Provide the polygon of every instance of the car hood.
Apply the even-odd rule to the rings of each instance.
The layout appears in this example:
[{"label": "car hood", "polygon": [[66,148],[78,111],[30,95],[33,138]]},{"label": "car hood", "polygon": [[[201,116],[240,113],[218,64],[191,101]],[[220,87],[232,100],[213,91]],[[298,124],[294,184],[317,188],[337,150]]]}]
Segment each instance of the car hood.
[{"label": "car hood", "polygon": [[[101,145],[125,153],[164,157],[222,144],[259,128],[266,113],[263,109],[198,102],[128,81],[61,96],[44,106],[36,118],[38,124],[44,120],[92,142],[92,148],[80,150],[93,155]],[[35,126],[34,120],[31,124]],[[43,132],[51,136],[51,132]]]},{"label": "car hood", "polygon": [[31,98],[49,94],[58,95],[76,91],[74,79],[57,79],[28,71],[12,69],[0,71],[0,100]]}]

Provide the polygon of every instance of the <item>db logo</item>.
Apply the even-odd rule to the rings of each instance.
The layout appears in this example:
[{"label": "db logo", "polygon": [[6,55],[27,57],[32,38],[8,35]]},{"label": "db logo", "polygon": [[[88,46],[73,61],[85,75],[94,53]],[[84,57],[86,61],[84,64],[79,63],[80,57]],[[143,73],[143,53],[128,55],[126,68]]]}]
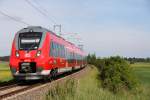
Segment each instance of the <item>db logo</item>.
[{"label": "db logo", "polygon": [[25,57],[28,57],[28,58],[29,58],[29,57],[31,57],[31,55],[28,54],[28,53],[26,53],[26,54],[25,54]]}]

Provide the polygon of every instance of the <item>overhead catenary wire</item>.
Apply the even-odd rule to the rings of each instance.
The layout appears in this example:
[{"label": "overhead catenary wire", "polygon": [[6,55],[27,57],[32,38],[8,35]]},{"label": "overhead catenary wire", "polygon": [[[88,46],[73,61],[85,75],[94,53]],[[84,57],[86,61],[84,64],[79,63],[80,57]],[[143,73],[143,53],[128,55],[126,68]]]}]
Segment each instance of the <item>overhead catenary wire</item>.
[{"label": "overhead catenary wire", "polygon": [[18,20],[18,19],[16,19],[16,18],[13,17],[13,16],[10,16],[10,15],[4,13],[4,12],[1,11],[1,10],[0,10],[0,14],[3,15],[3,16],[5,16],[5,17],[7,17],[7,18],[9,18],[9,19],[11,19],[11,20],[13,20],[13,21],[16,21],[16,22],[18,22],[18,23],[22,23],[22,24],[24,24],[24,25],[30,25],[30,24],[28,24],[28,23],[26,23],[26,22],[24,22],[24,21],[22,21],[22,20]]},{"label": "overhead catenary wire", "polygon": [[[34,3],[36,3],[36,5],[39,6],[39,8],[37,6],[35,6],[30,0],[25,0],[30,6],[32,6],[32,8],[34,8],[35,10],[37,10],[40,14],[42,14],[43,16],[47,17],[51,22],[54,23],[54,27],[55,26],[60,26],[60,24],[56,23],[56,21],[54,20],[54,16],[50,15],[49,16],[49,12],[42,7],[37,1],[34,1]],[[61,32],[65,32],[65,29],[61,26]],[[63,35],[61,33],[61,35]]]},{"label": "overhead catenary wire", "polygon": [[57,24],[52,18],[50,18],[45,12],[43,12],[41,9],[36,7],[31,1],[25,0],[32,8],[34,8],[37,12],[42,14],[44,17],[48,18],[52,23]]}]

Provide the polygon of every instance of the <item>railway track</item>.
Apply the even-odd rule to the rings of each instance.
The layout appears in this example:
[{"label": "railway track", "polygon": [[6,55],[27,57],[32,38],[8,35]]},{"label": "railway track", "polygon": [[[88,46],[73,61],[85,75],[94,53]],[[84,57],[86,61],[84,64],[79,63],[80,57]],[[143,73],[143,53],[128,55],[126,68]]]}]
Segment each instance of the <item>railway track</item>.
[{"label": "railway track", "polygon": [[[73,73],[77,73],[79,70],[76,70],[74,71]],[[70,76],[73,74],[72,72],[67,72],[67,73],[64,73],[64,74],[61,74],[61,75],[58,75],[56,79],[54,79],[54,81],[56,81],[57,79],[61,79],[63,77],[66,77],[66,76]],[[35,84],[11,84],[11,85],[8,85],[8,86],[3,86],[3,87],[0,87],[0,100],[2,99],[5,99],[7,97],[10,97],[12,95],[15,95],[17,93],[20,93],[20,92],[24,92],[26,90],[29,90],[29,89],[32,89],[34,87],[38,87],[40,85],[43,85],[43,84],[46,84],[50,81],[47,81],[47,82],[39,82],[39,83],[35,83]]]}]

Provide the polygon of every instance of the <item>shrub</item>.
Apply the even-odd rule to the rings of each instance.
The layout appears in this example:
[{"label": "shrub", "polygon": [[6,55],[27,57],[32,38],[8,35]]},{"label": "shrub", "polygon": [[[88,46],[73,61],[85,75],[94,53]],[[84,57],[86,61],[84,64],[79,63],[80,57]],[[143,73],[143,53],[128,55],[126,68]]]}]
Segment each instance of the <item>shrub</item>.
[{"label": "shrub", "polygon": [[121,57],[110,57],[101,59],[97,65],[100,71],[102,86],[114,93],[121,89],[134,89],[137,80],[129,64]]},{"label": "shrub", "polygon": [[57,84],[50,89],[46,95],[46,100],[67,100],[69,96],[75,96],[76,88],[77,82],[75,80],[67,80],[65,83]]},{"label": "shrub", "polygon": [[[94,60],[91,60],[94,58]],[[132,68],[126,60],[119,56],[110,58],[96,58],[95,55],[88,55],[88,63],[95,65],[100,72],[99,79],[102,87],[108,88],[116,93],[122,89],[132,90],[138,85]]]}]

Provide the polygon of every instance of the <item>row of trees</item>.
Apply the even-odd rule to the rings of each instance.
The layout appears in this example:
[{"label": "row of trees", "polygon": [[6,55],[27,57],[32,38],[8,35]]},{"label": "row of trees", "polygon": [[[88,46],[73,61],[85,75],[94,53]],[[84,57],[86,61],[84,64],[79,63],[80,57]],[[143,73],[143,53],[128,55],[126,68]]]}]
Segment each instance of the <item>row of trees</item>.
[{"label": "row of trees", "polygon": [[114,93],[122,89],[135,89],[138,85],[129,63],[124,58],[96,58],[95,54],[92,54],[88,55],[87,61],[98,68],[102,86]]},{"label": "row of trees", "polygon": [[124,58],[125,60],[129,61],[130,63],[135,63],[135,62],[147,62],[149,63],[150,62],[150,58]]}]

§ Problem details: Extract every line of all the records above, character for character, and leave the pictures out.

§ The reply:
Provide the polygon of every instance of the car hood.
Apply the even-odd rule to the rings of each instance.
The layout appears in this example:
[{"label": "car hood", "polygon": [[66,148],[78,111],[30,95],[33,138]]},{"label": "car hood", "polygon": [[[201,116],[240,113],[218,64],[191,101]],[[220,87],[232,100],[213,91]],[[298,124],[294,184],[317,188],[337,150]]]}]
Segment each instance of the car hood.
[{"label": "car hood", "polygon": [[[101,145],[125,153],[164,157],[222,144],[259,128],[266,113],[263,109],[198,102],[128,81],[61,96],[44,106],[36,118],[38,124],[44,120],[92,142],[92,148],[80,150],[93,155]],[[35,126],[34,120],[31,124]],[[43,132],[51,136],[51,132]]]},{"label": "car hood", "polygon": [[31,98],[49,94],[58,95],[76,91],[74,79],[57,79],[28,71],[12,69],[0,71],[0,100]]}]

Provide the polygon of every instance of the <item>db logo</item>.
Apply the even-odd rule to the rings of each instance.
The layout appears in this example:
[{"label": "db logo", "polygon": [[6,55],[27,57],[32,38],[8,35]]},{"label": "db logo", "polygon": [[[88,46],[73,61],[85,75],[94,53]],[[84,57],[86,61],[84,64],[79,63],[80,57]],[[143,73],[143,53],[128,55],[126,68]]]}]
Segment each instance of the <item>db logo</item>.
[{"label": "db logo", "polygon": [[25,57],[28,57],[28,58],[29,58],[29,57],[31,57],[31,55],[28,54],[28,53],[26,53],[26,54],[25,54]]}]

Provide the polygon of every instance of the <item>overhead catenary wire</item>.
Apply the even-odd rule to the rings of each instance.
The layout appears in this example:
[{"label": "overhead catenary wire", "polygon": [[6,55],[27,57],[32,38],[8,35]]},{"label": "overhead catenary wire", "polygon": [[[88,46],[73,61],[85,75],[94,53]],[[84,57],[86,61],[84,64],[79,63],[80,57]],[[143,73],[143,53],[128,55],[126,68]]]}]
Segment each instance of the <item>overhead catenary wire</item>.
[{"label": "overhead catenary wire", "polygon": [[18,20],[18,19],[16,19],[16,18],[13,17],[13,16],[10,16],[10,15],[4,13],[4,12],[1,11],[1,10],[0,10],[0,14],[3,15],[3,16],[5,16],[5,17],[7,17],[7,18],[9,18],[9,19],[11,19],[11,20],[13,20],[13,21],[16,21],[16,22],[18,22],[18,23],[22,23],[22,24],[24,24],[24,25],[30,25],[30,24],[28,24],[28,23],[26,23],[26,22],[24,22],[24,21],[22,21],[22,20]]},{"label": "overhead catenary wire", "polygon": [[[34,3],[36,3],[36,5],[39,6],[39,8],[37,6],[35,6],[30,0],[25,0],[30,6],[32,6],[32,8],[34,8],[35,10],[37,10],[40,14],[42,14],[43,16],[47,17],[51,22],[54,23],[54,27],[55,26],[60,26],[60,24],[56,23],[56,21],[54,20],[54,16],[50,15],[49,16],[49,12],[42,7],[37,1],[34,1]],[[61,32],[65,32],[65,29],[61,26]],[[63,35],[61,33],[61,35]]]},{"label": "overhead catenary wire", "polygon": [[57,24],[52,18],[50,18],[45,12],[43,12],[41,9],[36,7],[31,1],[25,0],[32,8],[34,8],[37,12],[42,14],[44,17],[48,18],[52,23]]}]

Provide the polygon of every instance of the <item>railway track</item>.
Apply the even-odd rule to the rings of each instance.
The layout appears in this example:
[{"label": "railway track", "polygon": [[6,55],[27,57],[32,38],[8,35]]},{"label": "railway track", "polygon": [[[88,46],[73,61],[85,75],[94,53]],[[84,57],[86,61],[84,64],[79,63],[80,57]],[[143,73],[143,53],[128,55],[126,68]]]}]
Segment each instance of the <item>railway track</item>.
[{"label": "railway track", "polygon": [[[73,73],[77,73],[79,70],[76,70],[74,71]],[[70,76],[73,74],[72,72],[67,72],[67,73],[64,73],[64,74],[61,74],[61,75],[58,75],[56,79],[54,79],[54,81],[56,81],[57,79],[61,79],[63,77],[66,77],[66,76]],[[35,84],[11,84],[11,85],[8,85],[8,86],[3,86],[3,87],[0,87],[0,100],[2,99],[5,99],[7,97],[10,97],[12,95],[15,95],[17,93],[20,93],[20,92],[24,92],[26,90],[29,90],[29,89],[32,89],[34,87],[38,87],[40,85],[43,85],[43,84],[46,84],[50,81],[47,81],[47,82],[39,82],[39,83],[35,83]]]}]

Provide the polygon of every instance of the <item>shrub</item>.
Apply the even-odd rule to the rings of each instance.
The layout appears in this example:
[{"label": "shrub", "polygon": [[6,55],[27,57],[32,38],[8,35]]},{"label": "shrub", "polygon": [[[88,46],[73,61],[85,75],[94,53]],[[84,57],[86,61],[84,64],[79,63],[80,57]],[[143,73],[143,53],[128,55],[126,68]]]}]
Segment each instance of the <item>shrub</item>.
[{"label": "shrub", "polygon": [[121,57],[110,57],[101,59],[97,65],[100,71],[102,86],[114,93],[121,89],[134,89],[137,80],[129,64]]},{"label": "shrub", "polygon": [[57,84],[50,89],[46,95],[46,100],[67,100],[69,96],[75,96],[76,88],[77,82],[75,80],[67,80],[65,83]]},{"label": "shrub", "polygon": [[[94,60],[91,60],[94,58]],[[132,68],[126,60],[119,56],[110,58],[96,58],[95,55],[88,55],[88,63],[95,65],[100,72],[99,79],[102,87],[108,88],[116,93],[122,89],[132,90],[138,85]]]}]

Provide the polygon of every instance of the <item>row of trees</item>.
Apply the even-odd rule to the rings of each instance.
The layout appears in this example:
[{"label": "row of trees", "polygon": [[6,55],[27,57],[32,38],[8,35]]},{"label": "row of trees", "polygon": [[[88,46],[73,61],[85,75],[94,53]],[[84,57],[86,61],[84,64],[79,63],[80,57]],[[143,73],[143,53],[128,55],[126,68]]]}]
Segment each instance of the <item>row of trees</item>.
[{"label": "row of trees", "polygon": [[114,93],[122,89],[135,89],[138,85],[129,63],[124,58],[96,58],[95,54],[92,54],[88,55],[87,61],[98,68],[102,86]]},{"label": "row of trees", "polygon": [[124,58],[125,60],[129,61],[130,63],[135,63],[135,62],[147,62],[149,63],[150,62],[150,58]]}]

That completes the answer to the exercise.